Which lines in the records below contain the word "Target"? Report each of them.

Stored data entries:
· · · · ·

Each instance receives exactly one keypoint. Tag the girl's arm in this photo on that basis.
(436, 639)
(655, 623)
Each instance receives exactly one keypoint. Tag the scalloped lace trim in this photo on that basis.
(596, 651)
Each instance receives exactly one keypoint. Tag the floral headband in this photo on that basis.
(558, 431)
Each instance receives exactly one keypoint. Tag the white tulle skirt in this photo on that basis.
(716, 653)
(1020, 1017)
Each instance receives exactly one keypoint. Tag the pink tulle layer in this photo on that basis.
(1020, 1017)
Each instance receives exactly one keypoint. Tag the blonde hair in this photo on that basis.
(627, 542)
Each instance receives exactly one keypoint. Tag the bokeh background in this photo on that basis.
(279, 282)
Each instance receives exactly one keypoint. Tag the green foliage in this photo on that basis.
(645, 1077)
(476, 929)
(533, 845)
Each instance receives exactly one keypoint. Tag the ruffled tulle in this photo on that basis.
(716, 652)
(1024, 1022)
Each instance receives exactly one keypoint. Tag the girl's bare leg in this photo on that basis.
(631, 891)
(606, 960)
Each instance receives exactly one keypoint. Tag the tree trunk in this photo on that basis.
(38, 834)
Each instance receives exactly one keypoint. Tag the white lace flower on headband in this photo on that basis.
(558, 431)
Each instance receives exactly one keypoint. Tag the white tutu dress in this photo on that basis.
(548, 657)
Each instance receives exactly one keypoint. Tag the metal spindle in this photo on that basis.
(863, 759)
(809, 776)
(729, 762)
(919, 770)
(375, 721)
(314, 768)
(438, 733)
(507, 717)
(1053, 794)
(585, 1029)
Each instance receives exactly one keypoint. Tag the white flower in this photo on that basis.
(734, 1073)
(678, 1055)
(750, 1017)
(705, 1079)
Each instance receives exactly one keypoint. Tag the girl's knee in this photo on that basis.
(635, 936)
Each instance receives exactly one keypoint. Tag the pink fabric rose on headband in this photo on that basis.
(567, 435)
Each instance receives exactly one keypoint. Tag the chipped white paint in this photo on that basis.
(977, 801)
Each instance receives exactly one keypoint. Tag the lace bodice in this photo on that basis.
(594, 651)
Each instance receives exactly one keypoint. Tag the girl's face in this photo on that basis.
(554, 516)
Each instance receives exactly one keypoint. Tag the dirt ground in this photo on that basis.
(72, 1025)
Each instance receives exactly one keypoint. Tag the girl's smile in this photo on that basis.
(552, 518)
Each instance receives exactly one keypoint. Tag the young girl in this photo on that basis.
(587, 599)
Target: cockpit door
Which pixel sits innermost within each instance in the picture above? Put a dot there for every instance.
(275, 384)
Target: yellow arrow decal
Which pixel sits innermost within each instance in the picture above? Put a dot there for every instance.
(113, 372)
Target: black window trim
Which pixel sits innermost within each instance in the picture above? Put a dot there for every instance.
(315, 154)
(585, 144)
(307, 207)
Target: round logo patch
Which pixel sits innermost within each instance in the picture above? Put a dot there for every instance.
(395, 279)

· · · · ·

#### [EXERCISE RESPONSE]
Target: cockpit door
Target: yellow arrow decal
Target: black window trim
Target: round logo patch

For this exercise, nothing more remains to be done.